== Extrait du texte

Pour ṭṭaṣiḷa, le mot avait été repris au terme du paragraphe précédent, dans un tour vocatif injurieux ponctuant la menace ; il vient ici plus abstraitement, une troisième fois : c’est un mot clé du texte, à comprendre dans le cadre indigène de la définition prioritairement patrilignagère de l’individu. Un homme ou son frère, c’est pareil pour le justiciable ; le géniteur et son rejeton majeur sont pareils aussi, dans la plupart des cas, en termes de capital symbolique.
Dans l’Aurès, la fission d’une famille indivise sous l’effet des disputes
Les Textes berbères de l’Aurès recueillis par André Basset auprès d’Ameur Nezzal, son premier répétiteur des « Langues’ O » tout au long des années quarante, ont été, comme les Textes des Ayt Sadden, publiés à titre posthume, cette fois par Charles Pellat (Basset, 1961). Dans la deuxième moitié de cet ouvrage, après quelque 70 textes ethnographiques d’un format usuel, les derniers témoignages, moins d’une dizaine, s’enflent à la dimension de chroniques complexes et richement dialoguées. La première d’entre elles couvre ainsi 40 pages de transcriptions ; j’ai extrait des 5 dernières, entrelardées comme tout le reste de digressions, la matière de la dispute qu’on va lire. Ameur Nezzal était des Ah Frah, tribu sise entre la ville d’El Kantara et l’Oued Abdi, avec son centre de gravité alentour Aïn Zaatout, dans le quart sud-ouest du massif de l’Aurès.
(1) Un jour, on ne sait si se bagarraient les enfants ou si se querellaient les épouses à propos du métier à tisser ou du moulin à bras, ce jour-là tu percevais un tumulte élevé dans la demeure des Ayt Mohand (…). Habada blasphémait du blasphème ; que cela soit « sur sa langue – f ils nns ! » Il disait avec de la colère et des cris : « Comment ça ? Contre nous, notre frère Gaga exilé à Tunis obtiendrait une carte d’assignation devant le juge de paix – lkaṛta s ġr lžuž – ! Qu’interdite me soit mon épouse – lḥḥeram n temṭṭut –, si lui, ayant fait cela, je ne le tue pas ! Contre nous une carte d’assignation, le cochon ! » (…). Il saisit une pierre grosse comme une pierre de foyer, il la dirigea droit devant lui mais sans la lancer.

====
== Données fournies

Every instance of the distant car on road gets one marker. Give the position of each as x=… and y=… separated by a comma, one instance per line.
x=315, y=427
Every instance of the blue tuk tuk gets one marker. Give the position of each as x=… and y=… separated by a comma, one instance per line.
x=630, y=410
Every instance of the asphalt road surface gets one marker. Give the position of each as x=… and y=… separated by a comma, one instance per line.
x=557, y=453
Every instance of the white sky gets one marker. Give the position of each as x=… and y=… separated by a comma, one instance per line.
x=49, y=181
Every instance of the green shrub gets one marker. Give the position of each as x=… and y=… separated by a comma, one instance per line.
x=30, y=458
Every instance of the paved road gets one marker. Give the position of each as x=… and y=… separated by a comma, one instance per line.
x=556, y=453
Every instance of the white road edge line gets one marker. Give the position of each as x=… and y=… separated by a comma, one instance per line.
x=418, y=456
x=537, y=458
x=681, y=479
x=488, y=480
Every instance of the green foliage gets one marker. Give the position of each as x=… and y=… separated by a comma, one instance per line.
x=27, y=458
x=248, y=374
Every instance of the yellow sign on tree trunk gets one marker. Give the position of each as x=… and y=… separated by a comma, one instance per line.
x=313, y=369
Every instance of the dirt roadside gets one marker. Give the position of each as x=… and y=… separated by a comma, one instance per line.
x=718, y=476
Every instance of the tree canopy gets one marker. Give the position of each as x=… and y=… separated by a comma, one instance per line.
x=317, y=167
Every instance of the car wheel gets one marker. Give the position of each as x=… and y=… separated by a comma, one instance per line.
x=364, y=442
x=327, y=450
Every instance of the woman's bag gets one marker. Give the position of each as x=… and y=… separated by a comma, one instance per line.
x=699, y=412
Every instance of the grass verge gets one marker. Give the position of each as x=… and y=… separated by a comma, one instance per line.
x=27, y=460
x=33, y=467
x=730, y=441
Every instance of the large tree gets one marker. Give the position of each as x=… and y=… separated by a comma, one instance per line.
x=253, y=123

====

§ **Énoncé 1**:
Mettez en tableau Markdown les lignes des enregistrements, en commençant par la ligne contenant "Every instance of the large" et en allant jusqu'à la fin des enregistrements, sans les lignes vides. Utilisez les colonnes « N° » et « Ligne ».
§ **Énoncé 2**:
Rédigez la suite du texte sur la dispute chez les Ayt Mohand dans l'Aurès.
Le texte et les enregistrements forment deux ensembles indépendants.

§ **Résultat obtenu 1**:
| N° | Ligne |
|---|---|
| 1 | Every instance of the large tree gets one marker. Give the position of each as x=… and y=… separated by a comma, one instance per line. |
| 2 | x=253, y=123 |

§ **Résultat obtenu 2**:
(2) Alors parla Mohand u Mohand, l’aîné : « Tais-toi, honte à toi – susem, d lℇib fell ak – ! Qui t’a dit qu’il nous assignait, ou qu’il entend réclamer des comptes devant le chef de la tribu ? Cela suffit, toi avec les blasphèmes et les paroles d’avanie ; maudis Satan pour t’en débarrasser – berka k i lkfeṛ d tutlak n lℇib, nℇl ššiṭan ! » (…). « Moi, Monsieur, j’en ai assez de nos complications. Une fois, c’est la bagarre – anuġ –, une autre fois l’échange d’invectives – amqašer –, une autre fois encore l’échange d’injures – amhemmel. Avec vous, c’est toujours : l’un fait la grimace, l’autre lance des allusions ; et chez les femmes, régulièrement l’empoignade, si vous l’ignorez ! Dès que nous sortons, c’est la bagarre entre elles, avec de mauvais propos et des mots qui vont de la ceinture vers un peu plus bas – awalen illan si tḥezzamt ġr wadda – ; tout cela pour des riens ; bien sûr, la progéniture en vient aux mains dès qu’elle voit les mères batailler » (…).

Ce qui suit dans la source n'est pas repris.